>> Start

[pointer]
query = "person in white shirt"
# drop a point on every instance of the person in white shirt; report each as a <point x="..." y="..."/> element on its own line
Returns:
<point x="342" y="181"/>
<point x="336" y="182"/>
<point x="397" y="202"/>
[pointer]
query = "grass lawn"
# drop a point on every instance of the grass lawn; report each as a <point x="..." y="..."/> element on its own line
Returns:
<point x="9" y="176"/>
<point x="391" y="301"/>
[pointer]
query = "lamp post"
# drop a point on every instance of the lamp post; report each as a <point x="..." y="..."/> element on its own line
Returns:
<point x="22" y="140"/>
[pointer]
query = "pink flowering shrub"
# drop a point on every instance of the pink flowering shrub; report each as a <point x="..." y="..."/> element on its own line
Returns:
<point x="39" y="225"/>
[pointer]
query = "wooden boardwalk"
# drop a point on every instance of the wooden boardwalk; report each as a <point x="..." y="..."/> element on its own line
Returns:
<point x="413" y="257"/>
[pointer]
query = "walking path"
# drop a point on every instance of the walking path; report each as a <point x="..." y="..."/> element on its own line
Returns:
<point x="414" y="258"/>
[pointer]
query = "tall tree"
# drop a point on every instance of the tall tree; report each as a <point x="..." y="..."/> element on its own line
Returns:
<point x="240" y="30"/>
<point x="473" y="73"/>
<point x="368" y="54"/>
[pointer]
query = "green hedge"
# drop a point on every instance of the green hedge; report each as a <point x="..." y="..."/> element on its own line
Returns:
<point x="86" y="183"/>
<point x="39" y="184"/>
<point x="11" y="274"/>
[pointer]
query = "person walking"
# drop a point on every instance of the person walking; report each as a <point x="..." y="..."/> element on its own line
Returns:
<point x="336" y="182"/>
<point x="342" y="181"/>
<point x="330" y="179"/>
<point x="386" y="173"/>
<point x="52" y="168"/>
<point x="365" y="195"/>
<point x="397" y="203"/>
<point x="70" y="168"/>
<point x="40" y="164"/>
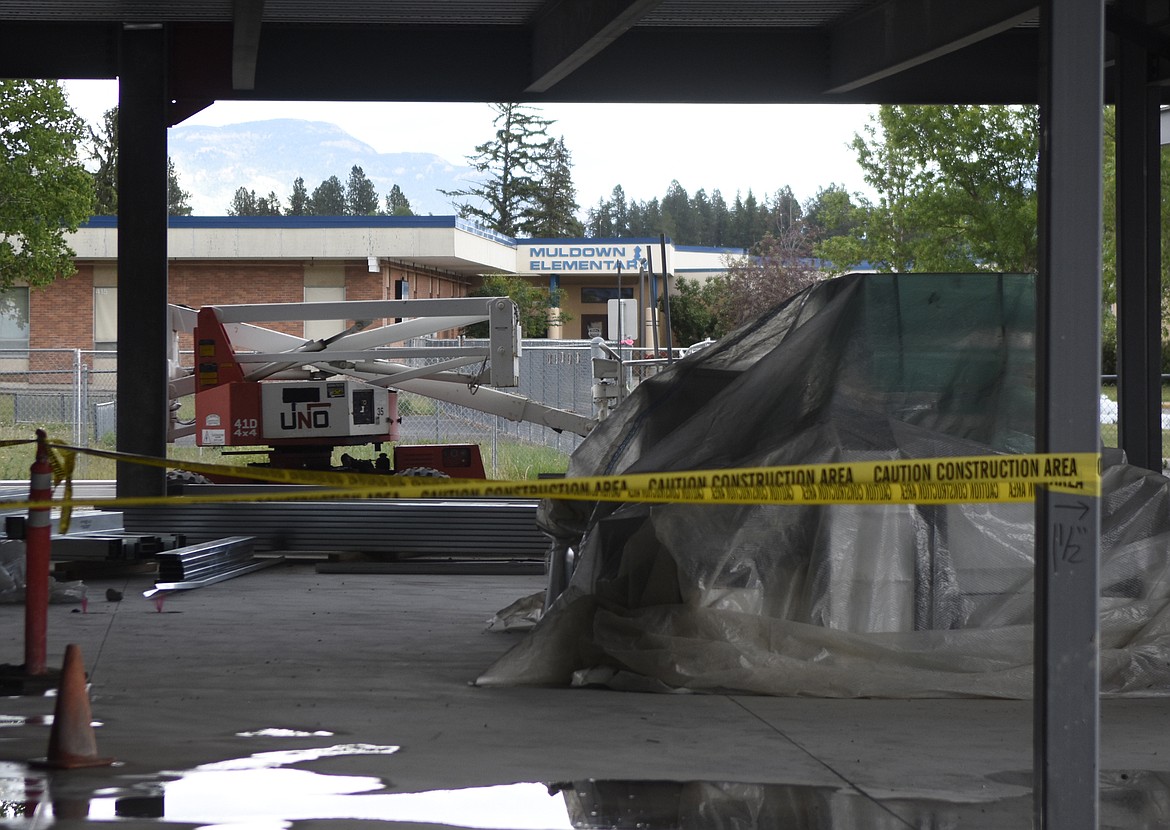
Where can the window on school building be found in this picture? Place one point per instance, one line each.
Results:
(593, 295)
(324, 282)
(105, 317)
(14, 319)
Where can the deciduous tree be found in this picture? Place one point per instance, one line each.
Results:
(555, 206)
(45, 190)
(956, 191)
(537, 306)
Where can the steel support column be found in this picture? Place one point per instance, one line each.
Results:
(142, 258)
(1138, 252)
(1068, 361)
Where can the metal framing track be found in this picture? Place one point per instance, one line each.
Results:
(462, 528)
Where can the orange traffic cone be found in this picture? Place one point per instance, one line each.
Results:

>> End

TASK STATEMENT:
Revise all of the data above so that "drop a point" becomes "place a marker" wherever it occurs, keeping everything else the same. Leave the pictures out of your reproduction.

RESULT OF THIS TASK:
[pointer]
query = "person in white shirt"
# place a marker on every instance of the person in white shirt; report each as a <point x="..." y="..."/> element on its own line
Returns:
<point x="342" y="181"/>
<point x="336" y="182"/>
<point x="397" y="202"/>
[pointer]
query = "grass lawn"
# place a marker on every instance of the grass lawn; report each as a <point x="..." y="..."/> element on its own line
Returns:
<point x="9" y="176"/>
<point x="391" y="301"/>
[pointer]
query = "lamp post"
# place a marker on every instance of the lamp post; report each as a <point x="..." y="..."/> element on its own line
Returns:
<point x="22" y="140"/>
[pointer]
query = "pink flowering shrub"
# place a marker on every instance of the pink flowering shrub; report each as a <point x="..." y="..."/> element on its own line
Returns:
<point x="39" y="225"/>
[pointer]
query = "wooden boardwalk"
# place a marker on every instance of the wooden boardwalk; report each as a <point x="..." y="..."/> element on its own line
Returns:
<point x="413" y="257"/>
[pointer]
query = "walking path"
# place a marker on every instance of the walking path; report each as a <point x="..." y="..."/> element on its own line
Returns:
<point x="414" y="258"/>
[pointer]
query = "tall tree"
# place a marker on every instance of the tall tree; report each as a <point x="..." y="..."/> element on its own line
Returns:
<point x="240" y="30"/>
<point x="473" y="73"/>
<point x="368" y="54"/>
[pointer]
query = "green hedge"
# place a marker on every instance of the green hedge; report each as a <point x="..." y="..."/> element on its own line
Returns:
<point x="86" y="183"/>
<point x="39" y="184"/>
<point x="11" y="274"/>
[pointer]
query = "person walking"
# place a marker on every instance of the person walking; report each as a <point x="..." y="..."/> element on its own line
Returns:
<point x="336" y="182"/>
<point x="342" y="181"/>
<point x="330" y="179"/>
<point x="386" y="173"/>
<point x="52" y="168"/>
<point x="365" y="195"/>
<point x="397" y="203"/>
<point x="70" y="168"/>
<point x="40" y="164"/>
Where can the window on school building be found in this picture? Place one point per instance, one line each.
Results:
(593, 295)
(324, 282)
(105, 317)
(14, 319)
Where can the deciduous tree be found in this picture? Place one point per instance, one line each.
Results:
(555, 206)
(45, 190)
(956, 191)
(537, 306)
Where can the steel support column be found in this picture? Place one point per instance, one line each.
Results:
(142, 258)
(1138, 252)
(1068, 361)
Where can the metal framing track be found in this picture? Place one point per instance, one line each.
Results:
(462, 528)
Where can the orange traffic cone be found in this picture? Place one point per instance, one line each.
Results:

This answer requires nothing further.